• Data rows:
——

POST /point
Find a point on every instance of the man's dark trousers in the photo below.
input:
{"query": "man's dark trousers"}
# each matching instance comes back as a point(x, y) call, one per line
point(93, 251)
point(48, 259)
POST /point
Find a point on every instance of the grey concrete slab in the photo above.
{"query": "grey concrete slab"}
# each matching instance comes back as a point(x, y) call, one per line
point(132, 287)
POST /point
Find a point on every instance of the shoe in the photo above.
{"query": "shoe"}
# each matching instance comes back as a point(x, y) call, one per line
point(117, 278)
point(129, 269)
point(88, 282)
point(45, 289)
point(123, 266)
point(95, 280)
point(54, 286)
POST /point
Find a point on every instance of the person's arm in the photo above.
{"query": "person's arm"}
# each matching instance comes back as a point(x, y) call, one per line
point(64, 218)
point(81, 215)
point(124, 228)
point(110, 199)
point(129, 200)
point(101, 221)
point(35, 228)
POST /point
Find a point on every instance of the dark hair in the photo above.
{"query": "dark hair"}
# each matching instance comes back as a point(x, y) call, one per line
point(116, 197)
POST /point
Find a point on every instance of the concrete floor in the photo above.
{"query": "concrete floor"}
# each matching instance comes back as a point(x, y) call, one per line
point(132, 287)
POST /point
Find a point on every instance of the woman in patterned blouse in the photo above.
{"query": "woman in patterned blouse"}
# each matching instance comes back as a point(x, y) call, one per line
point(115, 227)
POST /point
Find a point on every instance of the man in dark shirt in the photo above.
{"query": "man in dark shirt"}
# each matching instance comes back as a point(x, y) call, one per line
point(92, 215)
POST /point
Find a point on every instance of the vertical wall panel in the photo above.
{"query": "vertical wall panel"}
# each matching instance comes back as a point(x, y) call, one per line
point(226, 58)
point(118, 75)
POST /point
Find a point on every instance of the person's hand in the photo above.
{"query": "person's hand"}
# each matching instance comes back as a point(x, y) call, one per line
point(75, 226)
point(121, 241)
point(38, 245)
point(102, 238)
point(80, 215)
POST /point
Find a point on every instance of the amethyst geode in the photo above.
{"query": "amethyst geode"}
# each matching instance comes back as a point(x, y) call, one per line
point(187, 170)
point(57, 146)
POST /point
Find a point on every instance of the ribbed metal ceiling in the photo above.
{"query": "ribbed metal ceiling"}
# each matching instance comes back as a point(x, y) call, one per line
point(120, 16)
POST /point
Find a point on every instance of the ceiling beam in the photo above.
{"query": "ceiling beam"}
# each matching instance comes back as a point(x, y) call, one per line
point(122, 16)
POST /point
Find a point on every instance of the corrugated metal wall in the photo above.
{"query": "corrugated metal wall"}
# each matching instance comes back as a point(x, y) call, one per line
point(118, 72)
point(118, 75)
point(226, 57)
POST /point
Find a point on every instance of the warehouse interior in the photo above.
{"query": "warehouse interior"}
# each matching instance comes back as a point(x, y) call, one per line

——

• Short problem: Repeat the material above without changes, beginning with its first line and continuing through the line that contains "point(48, 259)", both included.

• Worked solution:
POST /point
Find a point on every instance of the man's dark trousers in the photo below.
input:
{"query": "man's dark trousers"}
# each matching instance comes back as a point(x, y) call, one per line
point(93, 251)
point(48, 259)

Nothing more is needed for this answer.